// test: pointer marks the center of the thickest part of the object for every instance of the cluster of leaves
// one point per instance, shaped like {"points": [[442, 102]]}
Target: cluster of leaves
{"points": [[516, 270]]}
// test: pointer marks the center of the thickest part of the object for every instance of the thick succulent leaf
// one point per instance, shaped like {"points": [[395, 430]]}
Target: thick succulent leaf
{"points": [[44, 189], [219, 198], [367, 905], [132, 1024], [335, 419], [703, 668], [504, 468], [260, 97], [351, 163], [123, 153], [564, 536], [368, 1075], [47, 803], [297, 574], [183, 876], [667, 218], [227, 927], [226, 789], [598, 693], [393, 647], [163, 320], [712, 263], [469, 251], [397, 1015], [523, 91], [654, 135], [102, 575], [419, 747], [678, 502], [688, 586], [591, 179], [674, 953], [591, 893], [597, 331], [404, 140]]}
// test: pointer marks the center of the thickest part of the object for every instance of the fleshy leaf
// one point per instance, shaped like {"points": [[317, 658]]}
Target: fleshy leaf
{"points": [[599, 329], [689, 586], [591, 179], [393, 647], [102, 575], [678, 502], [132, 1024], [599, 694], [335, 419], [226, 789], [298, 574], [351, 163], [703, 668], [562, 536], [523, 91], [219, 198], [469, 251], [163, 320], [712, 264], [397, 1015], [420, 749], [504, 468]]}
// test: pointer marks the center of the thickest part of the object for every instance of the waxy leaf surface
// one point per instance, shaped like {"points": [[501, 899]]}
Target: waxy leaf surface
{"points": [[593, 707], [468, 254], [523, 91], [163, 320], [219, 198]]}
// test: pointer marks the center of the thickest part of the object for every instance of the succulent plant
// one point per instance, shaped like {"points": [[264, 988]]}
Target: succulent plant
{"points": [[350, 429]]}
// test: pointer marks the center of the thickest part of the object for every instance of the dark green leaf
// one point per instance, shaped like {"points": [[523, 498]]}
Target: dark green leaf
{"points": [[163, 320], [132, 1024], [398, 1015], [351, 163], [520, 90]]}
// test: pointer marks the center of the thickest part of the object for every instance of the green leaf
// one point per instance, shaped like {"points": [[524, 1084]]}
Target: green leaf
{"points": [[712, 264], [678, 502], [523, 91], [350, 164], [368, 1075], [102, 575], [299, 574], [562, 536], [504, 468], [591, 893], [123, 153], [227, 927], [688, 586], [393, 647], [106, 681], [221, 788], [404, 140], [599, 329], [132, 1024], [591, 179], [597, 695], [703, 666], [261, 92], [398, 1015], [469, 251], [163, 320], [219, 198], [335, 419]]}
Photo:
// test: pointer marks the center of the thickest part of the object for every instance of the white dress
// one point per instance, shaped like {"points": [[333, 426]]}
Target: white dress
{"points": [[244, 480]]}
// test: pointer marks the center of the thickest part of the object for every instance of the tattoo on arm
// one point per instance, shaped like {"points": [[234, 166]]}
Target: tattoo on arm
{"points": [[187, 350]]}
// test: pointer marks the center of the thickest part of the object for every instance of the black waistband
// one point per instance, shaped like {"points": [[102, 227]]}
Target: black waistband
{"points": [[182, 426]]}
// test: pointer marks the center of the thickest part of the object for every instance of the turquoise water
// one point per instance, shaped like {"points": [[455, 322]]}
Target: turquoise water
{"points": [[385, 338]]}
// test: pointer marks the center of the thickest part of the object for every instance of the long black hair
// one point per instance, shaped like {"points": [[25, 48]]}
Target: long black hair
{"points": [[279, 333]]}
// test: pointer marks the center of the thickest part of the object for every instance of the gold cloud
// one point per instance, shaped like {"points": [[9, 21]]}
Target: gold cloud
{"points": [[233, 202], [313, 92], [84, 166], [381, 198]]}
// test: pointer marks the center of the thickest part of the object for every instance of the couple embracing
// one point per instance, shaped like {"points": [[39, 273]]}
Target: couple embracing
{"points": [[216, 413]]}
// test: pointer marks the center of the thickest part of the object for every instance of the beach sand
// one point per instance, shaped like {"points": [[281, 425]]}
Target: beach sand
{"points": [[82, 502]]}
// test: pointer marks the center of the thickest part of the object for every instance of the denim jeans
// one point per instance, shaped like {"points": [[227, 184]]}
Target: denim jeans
········
Exercise goal: Extract every row above verbatim, from the first to the last, changing and omitting nothing.

Exercise response:
// test: pointer marks the center of the thickest part of the object for every instance of the cluster of leaves
// one point per instance, shaped like {"points": [[442, 102]]}
Target: cluster of leaves
{"points": [[516, 270]]}
// test: pointer marks the center of the thickest part of the object for every instance of the thick succulent leaf
// one point per instance, shaped like {"points": [[395, 430]]}
Target: thick succulent leaf
{"points": [[44, 189], [219, 198], [367, 905], [132, 1024], [335, 419], [703, 668], [504, 468], [260, 97], [351, 163], [123, 153], [564, 536], [368, 1075], [47, 803], [297, 574], [183, 876], [667, 218], [227, 927], [226, 789], [598, 693], [393, 647], [163, 320], [712, 263], [469, 251], [397, 1015], [523, 91], [654, 135], [102, 575], [419, 747], [678, 502], [688, 586], [591, 179], [674, 953], [591, 893], [597, 331], [404, 140]]}
// test: pointer marks the center of the thickest part of the object for every instance of the fleshy leaf
// one point per instance, shaped like {"points": [[317, 658]]}
Target: fleshy leaf
{"points": [[599, 329], [689, 586], [591, 179], [393, 647], [102, 575], [678, 502], [132, 1024], [599, 694], [335, 419], [226, 789], [298, 574], [351, 163], [703, 668], [562, 536], [523, 91], [219, 198], [469, 251], [163, 320], [712, 264], [397, 1015], [420, 749], [504, 468]]}
// test: pointer marks the center of the thickest part of the object for every instance of the waxy leaf surface
// one point per instance, shaped like {"points": [[501, 899]]}
Target: waxy leaf surface
{"points": [[593, 707], [468, 254], [523, 91], [163, 320], [219, 198]]}
// test: pointer marks the center of the thickest part of the object for every instance of the succulent plant
// one point per instance, shaped like {"points": [[264, 988]]}
Target: succulent plant
{"points": [[350, 429]]}
// test: pointer marks the center of the thickest part of the object for every instance of the dark green leaf
// one point per instance, shaped like {"points": [[523, 498]]}
Target: dark green leaf
{"points": [[163, 320], [132, 1024], [398, 1015], [351, 163], [520, 90]]}
// test: pointer marks the center of the thickest part of the object for every instance of the green leaf
// one point per instance, shaped like {"points": [[524, 1084]]}
Target: green leaf
{"points": [[712, 264], [678, 502], [523, 91], [350, 164], [368, 1075], [102, 575], [299, 574], [562, 536], [504, 468], [591, 893], [123, 153], [227, 927], [688, 586], [393, 647], [106, 681], [221, 788], [404, 140], [599, 329], [132, 1024], [591, 179], [597, 695], [703, 666], [261, 92], [398, 1015], [469, 251], [163, 320], [219, 198], [335, 419]]}
Photo:
// test: pointer marks the center of the thickest part of the object for every instance of the white dress
// one point per instance, shaped like {"points": [[333, 426]]}
Target: white dress
{"points": [[244, 480]]}
// test: pointer marks the center of the thickest part of the object for every instance of the tattoo on arm
// one point per instance, shaped like {"points": [[234, 166]]}
Target: tattoo on arm
{"points": [[187, 350]]}
// test: pointer marks the center of the thickest part of the object for every instance of the black waistband
// one point per instance, shaped like {"points": [[102, 227]]}
Target: black waistband
{"points": [[182, 426]]}
// test: pointer marks the center of the thickest part of the object for every instance of the turquoise water
// one point per instance, shaped like {"points": [[455, 322]]}
Target: turquoise water
{"points": [[385, 338]]}
// test: pointer marks the center of the thickest part of the object for every instance of the long black hair
// one point per instance, shaped like {"points": [[25, 48]]}
Target: long black hair
{"points": [[279, 333]]}
// test: pointer marks the center of the thickest part of the object for every instance of the gold cloud
// one point per instance, shaped like {"points": [[9, 21]]}
Target: gold cloud
{"points": [[233, 202], [313, 92], [84, 166], [381, 198]]}
// test: pointer marks the center of the thickest part of the object for every instance of the couple embracing
// one point per instance, shaped like {"points": [[39, 273]]}
Target: couple embracing
{"points": [[216, 413]]}
// test: pointer marks the center of the thickest part of the object for every instance of the beach sand
// one point per instance, shaped like {"points": [[281, 425]]}
Target: beach sand
{"points": [[82, 502]]}
// test: pointer marks the center of the thickest part of the object for every instance of the denim jeans
// one point per instance, shaped like {"points": [[227, 184]]}
Target: denim jeans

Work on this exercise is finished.